**Testo citato:**
========================================================================
Io non vedo nessuna rivoluzione, perché semplicemente non esiste, non è in atto, né tantomeno i Måneskin sono i portavoce del Rock. Questi ultimi sono dei talentuosi musicisti che “riproducono” fedelmente certe sonorità a volte con connotati più affini agli anni’70, altre volte agli anni ’90, riproponendo anche nel look e nei contenuti che divulgano per la promozione un cliché in linea con le figure iconiche del Rock.
========================================================================
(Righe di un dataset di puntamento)
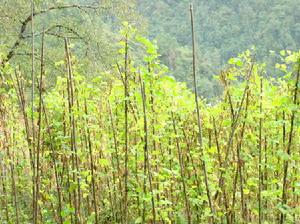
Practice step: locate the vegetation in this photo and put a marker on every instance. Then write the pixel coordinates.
(130, 144)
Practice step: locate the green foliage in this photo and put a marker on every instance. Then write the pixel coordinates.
(82, 138)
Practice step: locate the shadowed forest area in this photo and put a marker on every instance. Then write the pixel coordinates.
(143, 111)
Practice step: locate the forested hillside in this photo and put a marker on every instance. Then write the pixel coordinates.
(225, 28)
(154, 112)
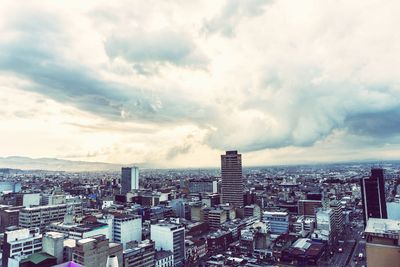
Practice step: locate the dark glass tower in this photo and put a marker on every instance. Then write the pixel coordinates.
(373, 195)
(232, 180)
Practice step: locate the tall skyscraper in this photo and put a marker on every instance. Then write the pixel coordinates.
(170, 237)
(232, 180)
(373, 195)
(383, 242)
(129, 179)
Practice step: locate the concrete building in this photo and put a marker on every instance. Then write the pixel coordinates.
========================================================================
**Esercizi proposti:**
1) Riproduci il passo del testo sui Måneskin da "Io non vedo" a "iconiche del Rock.".
2) Secondo il testo sui Måneskin, per quale motivo l'autore afferma di non vedere alcuna rivoluzione?
3) Elenca tutto ciò che il testo sui Måneskin afferma o nega riguardo alla band.

**Soluzioni per esercizio:**
1)
Io non vedo nessuna rivoluzione, perché semplicemente non esiste, non è in atto, né tantomeno i Måneskin sono i portavoce del Rock. Questi ultimi sono dei talentuosi musicisti che “riproducono” fedelmente certe sonorità a volte con connotati più affini agli anni’70, altre volte agli anni ’90, riproponendo anche nel look e nei contenuti che divulgano per la promozione un cliché in linea con le figure iconiche del Rock.

2) L'autore non vede alcuna rivoluzione perché, a suo dire, semplicemente non esiste e non è in atto.

3)
- Non sono i portavoce del Rock.
- Sono dei talentuosi musicisti.
- "Riproducono" fedelmente certe sonorità, a volte più affini agli anni '70, altre volte agli anni '90.
- Ripropongono, nel look e nei contenuti che divulgano per la promozione, un cliché in linea con le figure iconiche del Rock.